(Object pointing dataset entries)
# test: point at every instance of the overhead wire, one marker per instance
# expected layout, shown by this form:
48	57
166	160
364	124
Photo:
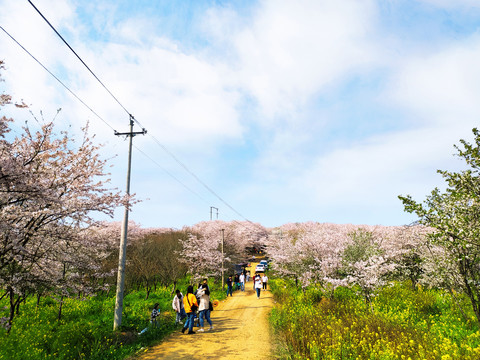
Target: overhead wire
56	78
96	114
79	58
175	158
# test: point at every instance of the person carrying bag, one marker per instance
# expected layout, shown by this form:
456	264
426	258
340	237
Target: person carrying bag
191	305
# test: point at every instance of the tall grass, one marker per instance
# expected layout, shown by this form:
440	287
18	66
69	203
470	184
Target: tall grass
85	330
399	324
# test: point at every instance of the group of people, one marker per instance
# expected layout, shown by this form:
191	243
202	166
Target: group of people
259	283
199	301
192	303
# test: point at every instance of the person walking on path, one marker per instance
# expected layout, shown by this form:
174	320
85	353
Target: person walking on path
229	286
204	307
258	285
242	282
177	305
155	313
191	305
237	282
264	282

## Your task
Can you give all the entries above again with "one marker per instance" swapped for "a single marker for each instance" and everything else unchanged, leaving out the pictures?

## Result of the task
# test: point at every instance of the overhead wire, a single marker for each instance
# expected layout, shown by this form:
48	57
166	160
364	124
Photo:
Target: overhead wire
56	78
96	114
79	58
175	158
# test: point at every instance of the person carrying bag, a single marker for each instance
# expected layout, shown by this form:
456	264
426	258
340	237
Target: person carrying bag
191	305
# test: point at every instance of the tall grass, a single marker for each instance
# expected layout, shown by this form:
440	287
18	66
69	203
470	184
Target: tall grass
85	330
399	324
# test: point at every instance of the group of people, a single marker for each instance
# expected layout, shown by this form:
191	243
202	166
Target: group of people
259	283
199	301
192	303
# test: point at every instance of the person walking on path, a single marker for each instance
# expected layout, shown by this form:
174	320
85	353
Target: person walking on path
229	286
204	307
258	285
242	282
177	305
155	313
191	305
237	282
264	282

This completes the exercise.